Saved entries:
=== Begin Enclosure ===

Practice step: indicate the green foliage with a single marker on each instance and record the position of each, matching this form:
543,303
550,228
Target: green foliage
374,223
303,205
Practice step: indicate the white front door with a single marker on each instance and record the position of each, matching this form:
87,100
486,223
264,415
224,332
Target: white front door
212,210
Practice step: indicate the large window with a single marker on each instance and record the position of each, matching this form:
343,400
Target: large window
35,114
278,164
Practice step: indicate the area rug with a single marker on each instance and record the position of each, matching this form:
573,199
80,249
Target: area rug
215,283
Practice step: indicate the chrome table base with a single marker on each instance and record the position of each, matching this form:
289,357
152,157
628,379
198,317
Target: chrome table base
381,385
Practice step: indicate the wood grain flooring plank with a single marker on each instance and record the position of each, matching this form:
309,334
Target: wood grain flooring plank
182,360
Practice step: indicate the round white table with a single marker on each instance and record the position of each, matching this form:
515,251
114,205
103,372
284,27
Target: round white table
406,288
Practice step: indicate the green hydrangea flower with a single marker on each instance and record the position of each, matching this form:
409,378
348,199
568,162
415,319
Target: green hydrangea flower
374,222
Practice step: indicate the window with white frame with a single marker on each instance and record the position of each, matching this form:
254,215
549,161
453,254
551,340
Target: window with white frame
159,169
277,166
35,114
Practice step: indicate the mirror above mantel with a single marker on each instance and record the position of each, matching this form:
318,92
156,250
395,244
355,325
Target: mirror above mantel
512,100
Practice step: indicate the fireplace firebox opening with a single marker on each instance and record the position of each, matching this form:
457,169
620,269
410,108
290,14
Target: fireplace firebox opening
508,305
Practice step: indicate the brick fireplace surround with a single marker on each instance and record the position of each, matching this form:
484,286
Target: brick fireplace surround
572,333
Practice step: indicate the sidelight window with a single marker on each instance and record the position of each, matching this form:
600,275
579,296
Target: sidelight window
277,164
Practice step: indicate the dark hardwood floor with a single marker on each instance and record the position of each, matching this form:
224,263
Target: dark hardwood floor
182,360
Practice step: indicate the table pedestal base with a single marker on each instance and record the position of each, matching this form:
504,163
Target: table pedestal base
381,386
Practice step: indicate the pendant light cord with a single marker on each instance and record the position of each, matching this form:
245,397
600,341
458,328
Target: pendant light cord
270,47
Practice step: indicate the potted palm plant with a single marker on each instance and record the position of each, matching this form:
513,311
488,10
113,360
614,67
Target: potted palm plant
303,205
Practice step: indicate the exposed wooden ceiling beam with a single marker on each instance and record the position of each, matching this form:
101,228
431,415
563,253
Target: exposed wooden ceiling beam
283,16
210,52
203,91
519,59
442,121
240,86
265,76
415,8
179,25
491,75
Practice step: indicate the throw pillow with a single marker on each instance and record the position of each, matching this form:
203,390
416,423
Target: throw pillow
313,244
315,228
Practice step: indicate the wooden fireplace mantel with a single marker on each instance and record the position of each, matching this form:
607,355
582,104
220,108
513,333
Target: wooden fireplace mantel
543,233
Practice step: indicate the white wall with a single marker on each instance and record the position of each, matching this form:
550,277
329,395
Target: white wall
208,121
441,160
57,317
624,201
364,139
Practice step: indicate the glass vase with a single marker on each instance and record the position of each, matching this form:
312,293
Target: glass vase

=== End Enclosure ===

Your response should be the lines of the entries above that include the string "glass".

EXERCISE RESULT:
Practice step: indicate the glass vase with a single marker on each instance and record the position of each, matching this form:
Target: glass vase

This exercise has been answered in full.